**Task directions**.
Count the lines in the material below that contain the string "collar", treating uppercase and lowercase letters as different. Reply with the number alone.
--- start ---
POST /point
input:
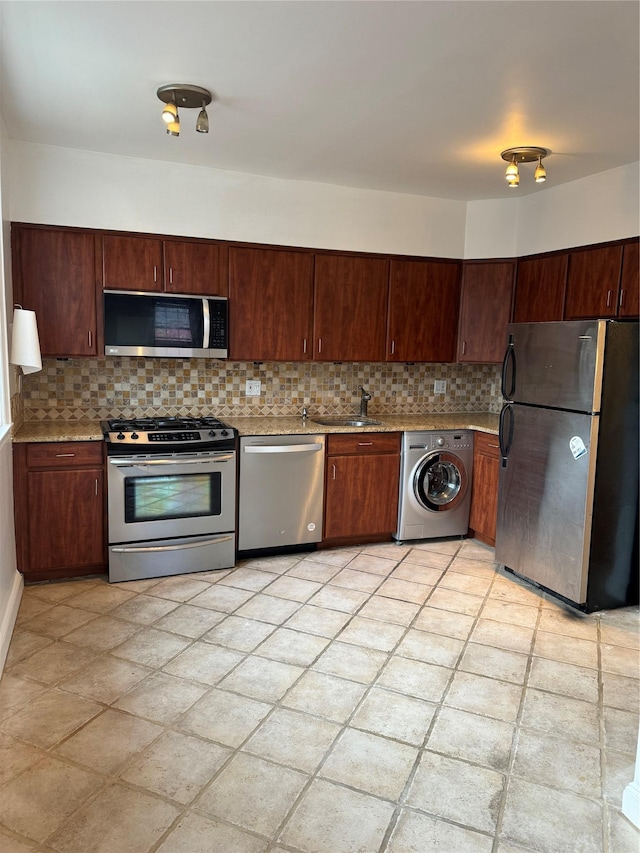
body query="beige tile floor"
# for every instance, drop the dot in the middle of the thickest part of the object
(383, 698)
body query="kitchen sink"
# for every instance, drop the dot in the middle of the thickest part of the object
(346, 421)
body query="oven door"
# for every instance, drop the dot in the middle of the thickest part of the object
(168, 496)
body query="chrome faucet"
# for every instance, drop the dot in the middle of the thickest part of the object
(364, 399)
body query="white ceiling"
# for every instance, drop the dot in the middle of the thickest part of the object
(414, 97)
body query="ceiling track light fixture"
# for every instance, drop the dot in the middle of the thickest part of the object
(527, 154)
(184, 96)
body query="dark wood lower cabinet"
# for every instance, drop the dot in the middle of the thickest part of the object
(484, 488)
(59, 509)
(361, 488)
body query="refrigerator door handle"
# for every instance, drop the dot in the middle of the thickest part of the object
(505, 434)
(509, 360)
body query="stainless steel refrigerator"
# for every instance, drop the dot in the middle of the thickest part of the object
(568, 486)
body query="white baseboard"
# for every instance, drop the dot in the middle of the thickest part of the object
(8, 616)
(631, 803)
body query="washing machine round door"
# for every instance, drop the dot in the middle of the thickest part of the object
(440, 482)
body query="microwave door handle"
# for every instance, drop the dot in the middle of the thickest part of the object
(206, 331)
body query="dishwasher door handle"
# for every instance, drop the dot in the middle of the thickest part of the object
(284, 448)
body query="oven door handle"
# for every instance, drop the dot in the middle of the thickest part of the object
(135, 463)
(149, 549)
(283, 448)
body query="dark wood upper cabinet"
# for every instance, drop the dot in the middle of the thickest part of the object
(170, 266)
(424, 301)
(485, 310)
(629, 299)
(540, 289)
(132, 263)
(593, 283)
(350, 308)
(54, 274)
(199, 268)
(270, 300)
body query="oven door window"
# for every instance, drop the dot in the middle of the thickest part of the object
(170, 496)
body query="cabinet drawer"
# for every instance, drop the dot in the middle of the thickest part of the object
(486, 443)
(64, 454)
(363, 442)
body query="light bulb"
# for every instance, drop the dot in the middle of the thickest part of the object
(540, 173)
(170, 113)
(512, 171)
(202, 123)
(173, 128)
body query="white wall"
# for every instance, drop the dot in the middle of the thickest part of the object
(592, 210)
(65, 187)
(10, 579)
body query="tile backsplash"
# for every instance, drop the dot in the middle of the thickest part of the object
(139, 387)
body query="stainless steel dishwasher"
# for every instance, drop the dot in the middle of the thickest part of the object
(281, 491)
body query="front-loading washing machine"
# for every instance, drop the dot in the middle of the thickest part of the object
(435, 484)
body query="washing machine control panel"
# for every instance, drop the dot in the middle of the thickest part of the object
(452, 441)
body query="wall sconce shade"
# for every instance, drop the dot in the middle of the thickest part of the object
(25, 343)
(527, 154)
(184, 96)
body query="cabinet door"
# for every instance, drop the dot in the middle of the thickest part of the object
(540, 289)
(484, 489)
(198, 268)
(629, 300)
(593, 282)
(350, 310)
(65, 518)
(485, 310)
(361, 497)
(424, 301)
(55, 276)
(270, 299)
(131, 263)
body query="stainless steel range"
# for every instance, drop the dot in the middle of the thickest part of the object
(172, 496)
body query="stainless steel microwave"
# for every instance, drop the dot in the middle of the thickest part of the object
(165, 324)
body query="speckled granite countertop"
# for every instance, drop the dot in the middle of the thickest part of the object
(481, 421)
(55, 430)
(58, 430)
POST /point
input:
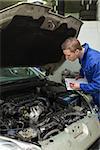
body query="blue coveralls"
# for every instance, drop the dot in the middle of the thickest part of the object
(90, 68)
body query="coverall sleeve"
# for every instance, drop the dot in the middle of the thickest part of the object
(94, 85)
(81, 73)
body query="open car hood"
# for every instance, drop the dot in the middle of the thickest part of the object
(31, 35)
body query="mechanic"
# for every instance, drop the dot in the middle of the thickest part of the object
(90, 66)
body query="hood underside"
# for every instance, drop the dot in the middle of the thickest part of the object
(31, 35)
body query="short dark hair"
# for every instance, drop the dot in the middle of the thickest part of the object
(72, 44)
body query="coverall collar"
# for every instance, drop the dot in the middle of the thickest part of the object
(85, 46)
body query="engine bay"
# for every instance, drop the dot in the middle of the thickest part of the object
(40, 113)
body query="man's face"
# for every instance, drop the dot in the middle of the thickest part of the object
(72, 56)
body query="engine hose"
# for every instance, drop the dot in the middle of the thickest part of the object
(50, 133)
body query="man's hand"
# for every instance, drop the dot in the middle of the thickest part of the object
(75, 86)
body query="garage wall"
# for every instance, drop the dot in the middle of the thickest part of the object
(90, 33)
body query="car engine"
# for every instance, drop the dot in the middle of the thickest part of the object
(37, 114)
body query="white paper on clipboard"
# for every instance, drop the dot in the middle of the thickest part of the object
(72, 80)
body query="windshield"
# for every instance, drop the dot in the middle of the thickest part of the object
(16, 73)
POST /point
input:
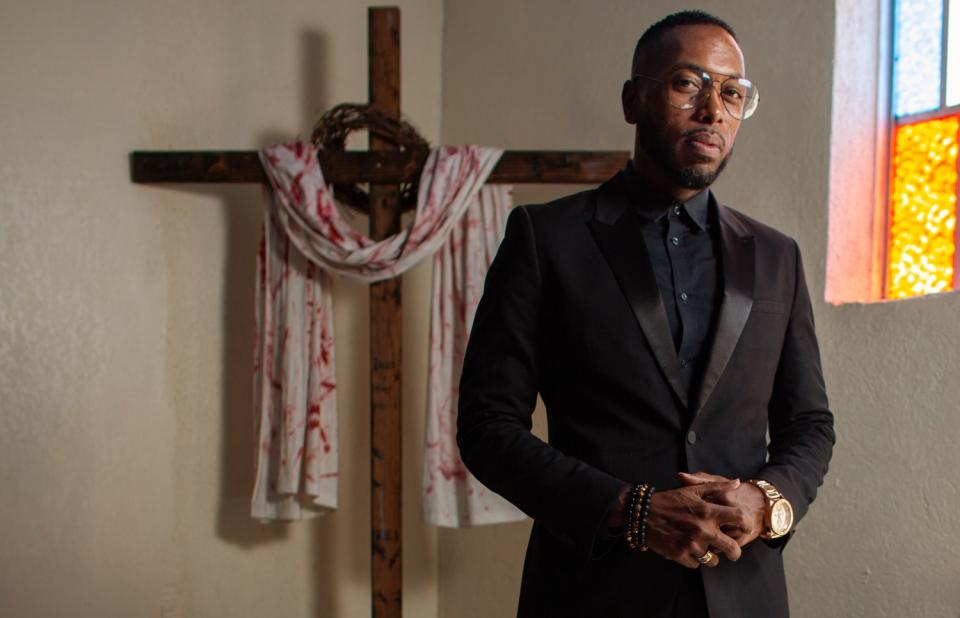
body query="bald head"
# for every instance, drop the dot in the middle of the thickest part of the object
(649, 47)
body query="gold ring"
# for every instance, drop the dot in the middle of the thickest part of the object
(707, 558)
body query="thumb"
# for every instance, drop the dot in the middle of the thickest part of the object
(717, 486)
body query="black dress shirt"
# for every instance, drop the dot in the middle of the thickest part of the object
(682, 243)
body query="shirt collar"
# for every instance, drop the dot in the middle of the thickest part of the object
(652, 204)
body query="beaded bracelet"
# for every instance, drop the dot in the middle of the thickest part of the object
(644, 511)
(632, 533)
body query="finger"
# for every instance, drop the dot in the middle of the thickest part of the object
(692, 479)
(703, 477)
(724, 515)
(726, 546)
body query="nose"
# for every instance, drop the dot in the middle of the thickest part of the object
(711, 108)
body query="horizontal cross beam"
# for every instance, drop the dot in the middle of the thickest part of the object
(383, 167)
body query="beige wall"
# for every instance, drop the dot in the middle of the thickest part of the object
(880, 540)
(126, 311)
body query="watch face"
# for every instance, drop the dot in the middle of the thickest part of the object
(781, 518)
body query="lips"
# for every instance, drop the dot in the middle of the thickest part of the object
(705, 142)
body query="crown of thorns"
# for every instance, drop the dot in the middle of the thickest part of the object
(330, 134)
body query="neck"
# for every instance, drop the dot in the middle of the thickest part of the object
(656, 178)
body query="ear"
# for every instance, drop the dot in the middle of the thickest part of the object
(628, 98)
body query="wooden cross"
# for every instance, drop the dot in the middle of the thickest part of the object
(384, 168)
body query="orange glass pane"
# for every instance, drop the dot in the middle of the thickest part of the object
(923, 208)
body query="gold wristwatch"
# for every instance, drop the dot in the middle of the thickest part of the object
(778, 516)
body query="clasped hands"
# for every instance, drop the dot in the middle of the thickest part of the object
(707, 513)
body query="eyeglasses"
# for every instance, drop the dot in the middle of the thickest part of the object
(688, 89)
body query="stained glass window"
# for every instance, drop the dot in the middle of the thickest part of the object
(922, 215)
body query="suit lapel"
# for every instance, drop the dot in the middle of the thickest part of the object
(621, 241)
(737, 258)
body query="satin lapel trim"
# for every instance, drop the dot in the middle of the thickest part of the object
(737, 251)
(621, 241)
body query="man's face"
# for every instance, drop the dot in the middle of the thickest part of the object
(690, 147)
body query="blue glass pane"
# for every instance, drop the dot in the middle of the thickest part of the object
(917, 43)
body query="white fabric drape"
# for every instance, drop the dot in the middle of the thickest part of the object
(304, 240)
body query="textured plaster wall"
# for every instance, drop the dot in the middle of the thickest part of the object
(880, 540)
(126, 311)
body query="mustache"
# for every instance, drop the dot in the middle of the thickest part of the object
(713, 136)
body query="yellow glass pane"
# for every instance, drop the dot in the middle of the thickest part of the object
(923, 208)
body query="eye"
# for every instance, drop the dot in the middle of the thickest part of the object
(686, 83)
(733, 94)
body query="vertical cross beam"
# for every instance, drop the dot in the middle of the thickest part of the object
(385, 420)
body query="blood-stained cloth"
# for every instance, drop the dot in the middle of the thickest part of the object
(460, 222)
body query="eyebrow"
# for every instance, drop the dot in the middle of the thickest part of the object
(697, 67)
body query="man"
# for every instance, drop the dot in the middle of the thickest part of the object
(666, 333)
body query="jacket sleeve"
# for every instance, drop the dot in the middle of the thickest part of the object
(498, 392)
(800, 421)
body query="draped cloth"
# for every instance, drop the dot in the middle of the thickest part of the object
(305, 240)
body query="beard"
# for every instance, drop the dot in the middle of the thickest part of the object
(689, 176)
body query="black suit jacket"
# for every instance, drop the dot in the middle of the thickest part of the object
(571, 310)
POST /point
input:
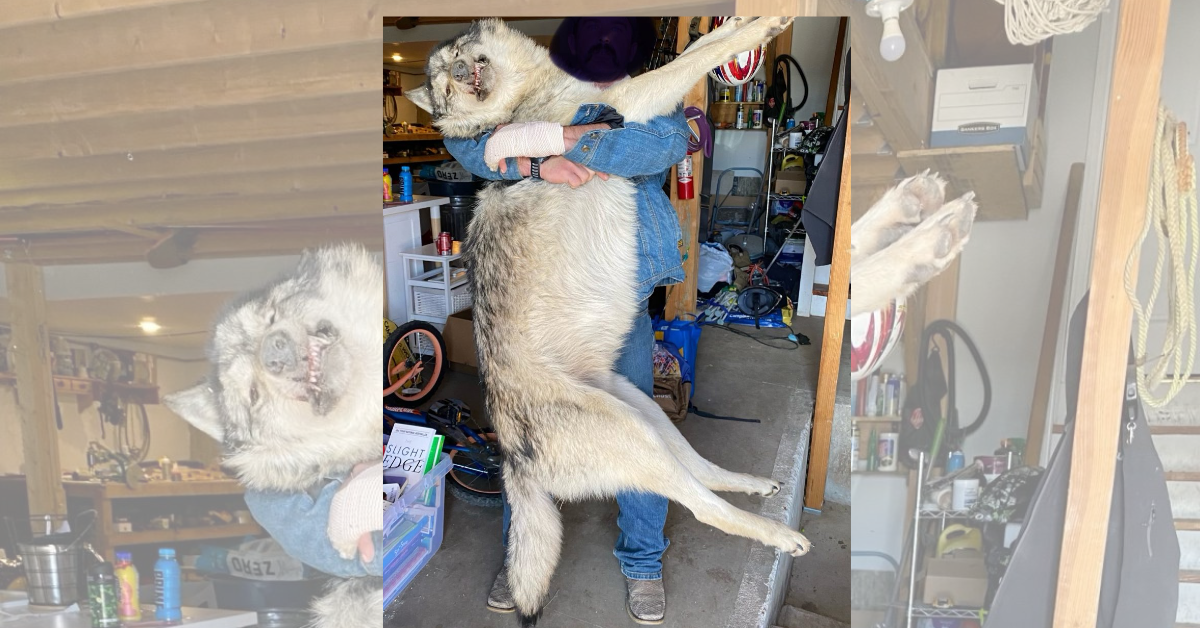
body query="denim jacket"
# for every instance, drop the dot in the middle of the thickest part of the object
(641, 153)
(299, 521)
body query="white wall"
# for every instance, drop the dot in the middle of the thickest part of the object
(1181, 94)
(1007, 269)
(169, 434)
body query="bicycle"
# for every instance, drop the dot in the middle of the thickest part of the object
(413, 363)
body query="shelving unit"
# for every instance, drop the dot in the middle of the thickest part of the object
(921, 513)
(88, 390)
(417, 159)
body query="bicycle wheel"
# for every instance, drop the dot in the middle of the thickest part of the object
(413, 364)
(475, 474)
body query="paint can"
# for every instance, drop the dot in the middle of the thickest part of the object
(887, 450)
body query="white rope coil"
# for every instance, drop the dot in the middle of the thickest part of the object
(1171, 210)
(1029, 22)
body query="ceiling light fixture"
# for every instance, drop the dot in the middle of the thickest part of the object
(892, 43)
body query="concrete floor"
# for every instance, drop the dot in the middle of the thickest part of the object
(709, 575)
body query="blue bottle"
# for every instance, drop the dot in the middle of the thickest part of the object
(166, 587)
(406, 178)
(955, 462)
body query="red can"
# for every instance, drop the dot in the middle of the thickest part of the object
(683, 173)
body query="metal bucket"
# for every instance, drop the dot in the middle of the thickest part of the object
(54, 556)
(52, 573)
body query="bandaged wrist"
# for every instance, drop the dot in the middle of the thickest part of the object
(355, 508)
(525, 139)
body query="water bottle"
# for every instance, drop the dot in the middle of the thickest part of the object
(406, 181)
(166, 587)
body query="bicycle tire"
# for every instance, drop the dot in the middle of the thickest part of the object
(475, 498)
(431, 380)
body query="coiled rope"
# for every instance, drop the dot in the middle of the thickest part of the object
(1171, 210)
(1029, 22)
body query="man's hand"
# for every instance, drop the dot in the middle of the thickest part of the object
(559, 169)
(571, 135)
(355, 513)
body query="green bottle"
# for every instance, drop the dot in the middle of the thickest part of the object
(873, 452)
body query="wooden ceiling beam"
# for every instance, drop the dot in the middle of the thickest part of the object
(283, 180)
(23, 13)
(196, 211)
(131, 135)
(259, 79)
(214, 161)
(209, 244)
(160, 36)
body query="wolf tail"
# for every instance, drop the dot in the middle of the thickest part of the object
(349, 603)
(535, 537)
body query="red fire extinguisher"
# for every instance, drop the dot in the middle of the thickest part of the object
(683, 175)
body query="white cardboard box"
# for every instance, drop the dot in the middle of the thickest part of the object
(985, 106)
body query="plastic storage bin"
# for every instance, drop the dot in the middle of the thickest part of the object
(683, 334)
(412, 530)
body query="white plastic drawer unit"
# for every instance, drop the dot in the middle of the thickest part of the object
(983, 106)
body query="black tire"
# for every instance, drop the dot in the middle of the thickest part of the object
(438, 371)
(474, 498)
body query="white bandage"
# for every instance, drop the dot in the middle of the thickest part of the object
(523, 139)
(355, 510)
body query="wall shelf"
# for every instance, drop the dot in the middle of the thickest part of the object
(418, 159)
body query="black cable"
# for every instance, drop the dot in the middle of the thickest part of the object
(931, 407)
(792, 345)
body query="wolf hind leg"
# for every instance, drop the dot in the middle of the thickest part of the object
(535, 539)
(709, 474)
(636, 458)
--- end ---
**The answer**.
2